They say what doesn’t kill you makes you stronger.
Based on that, the Washington Nationals made a lot of us like the Incredible Hulk last night in Game 1 of the World Series.
Pressure certainly makes games fun, as it is the uncertainty of how it’s all going to end that makes everything interesting. But at some point the Nationals crossed from pressure to paralyzing fear in the late innings before holding on to a 5-4 win in Game 1.
Proving it was the gift that kept giving, sleep for the first hour or two was impossible after the final pitch. I guess clenching every muscle in your body and not exhaling for an hour will do that.
If you got up early and went to work this morning, I tip my hat to you.
The early part of the game when the team fell behind 2-0 was surprisingly not bothersome for me. I have watched sports for over 50 years, and every now and then you see a team like the Nationals. They become a different group late in the season, they win a couple of games they shouldn’t, and that starts becoming the rule instead of the exception.
Observers like the Fox broadcast crew, who provoked me several times into thinking “have they even watched the Nats this season?” don’t get that. They will look at a snapshot of the team at some point during the regular season, and don’t understand that the team in May, July or even the first of September is not the same team that the Nats are now.
This team shakes off adversity. The old players know things will change. The young players are probably too young to worry about it. So when it was 2-0, I felt strongly this team was going to score at least 5 runs before the 7th inning, because they have for the last two weeks. The team that would watch a starter pitch a gem while only getting 2 hits and not scoring any runs has turned into Elvis, and left the building.
The Nats did get their five runs and led 5-2. But then they started administering the Washington sports water torture technique, where they slowly allow a team to creep closer and closer until you descend into madness. Not helping is the electronic village I have set up to watch these games, as I watch on a 65-inch television, then have a 40-inch and a 32-inch monitor on tables to the left of me.

__LISTING__:
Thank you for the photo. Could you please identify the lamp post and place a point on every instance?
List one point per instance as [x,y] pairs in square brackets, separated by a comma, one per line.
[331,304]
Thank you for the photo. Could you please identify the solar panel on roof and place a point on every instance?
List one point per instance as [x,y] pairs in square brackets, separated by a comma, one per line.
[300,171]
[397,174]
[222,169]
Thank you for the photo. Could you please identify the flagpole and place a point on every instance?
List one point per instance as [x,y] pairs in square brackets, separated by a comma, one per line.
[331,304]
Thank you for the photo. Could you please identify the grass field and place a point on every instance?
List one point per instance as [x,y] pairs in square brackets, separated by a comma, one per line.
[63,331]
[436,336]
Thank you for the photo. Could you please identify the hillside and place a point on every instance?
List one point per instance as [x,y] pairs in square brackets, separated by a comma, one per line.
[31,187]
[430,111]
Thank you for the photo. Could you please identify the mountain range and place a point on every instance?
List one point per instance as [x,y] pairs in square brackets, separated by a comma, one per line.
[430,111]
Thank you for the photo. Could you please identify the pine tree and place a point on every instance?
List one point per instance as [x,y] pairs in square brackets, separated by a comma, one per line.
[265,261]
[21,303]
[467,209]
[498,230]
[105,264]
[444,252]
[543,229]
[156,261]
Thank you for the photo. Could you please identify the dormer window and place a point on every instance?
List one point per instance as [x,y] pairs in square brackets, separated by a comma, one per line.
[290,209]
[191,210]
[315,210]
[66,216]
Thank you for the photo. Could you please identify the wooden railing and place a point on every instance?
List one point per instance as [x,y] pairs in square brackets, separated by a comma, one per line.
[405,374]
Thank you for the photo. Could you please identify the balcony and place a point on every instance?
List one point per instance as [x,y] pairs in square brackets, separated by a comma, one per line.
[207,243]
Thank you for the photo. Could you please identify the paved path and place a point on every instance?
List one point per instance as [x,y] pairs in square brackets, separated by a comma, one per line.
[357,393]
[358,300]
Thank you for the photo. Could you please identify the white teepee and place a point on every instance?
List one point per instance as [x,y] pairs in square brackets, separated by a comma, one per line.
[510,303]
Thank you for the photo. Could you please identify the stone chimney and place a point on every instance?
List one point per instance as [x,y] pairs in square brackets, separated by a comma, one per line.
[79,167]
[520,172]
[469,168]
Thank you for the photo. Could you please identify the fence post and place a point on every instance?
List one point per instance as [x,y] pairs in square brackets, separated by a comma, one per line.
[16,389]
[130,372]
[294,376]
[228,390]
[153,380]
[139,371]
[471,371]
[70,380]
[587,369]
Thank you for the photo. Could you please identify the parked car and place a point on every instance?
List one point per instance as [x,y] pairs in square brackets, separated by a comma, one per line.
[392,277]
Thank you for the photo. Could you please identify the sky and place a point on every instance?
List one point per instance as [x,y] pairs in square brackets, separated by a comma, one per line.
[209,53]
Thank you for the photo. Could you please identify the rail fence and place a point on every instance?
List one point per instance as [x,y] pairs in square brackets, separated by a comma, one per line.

__EXERCISE INSTRUCTIONS__:
**a.** Reproduce the passage from the Game 1 piece above, starting with "Proving it was" and going on through "hat to you.".
**b.** Answer the following from the Game 1 piece above.
(i) What was the final score of the Nationals' win in Game 1?
(ii) For how many years has the writer watched sports?
(iii) What size is the television on which the writer watches the games?

__FINAL RESULTS__:
**a.**
Proving it was the gift that kept giving, sleep for the first hour or two was impossible after the final pitch. I guess clenching every muscle in your body and not exhaling for an hour will do that.
If you got up early and went to work this morning, I tip my hat to you.

**b.**
(i) 5-4
(ii) Over 50 years
(iii) 65 inches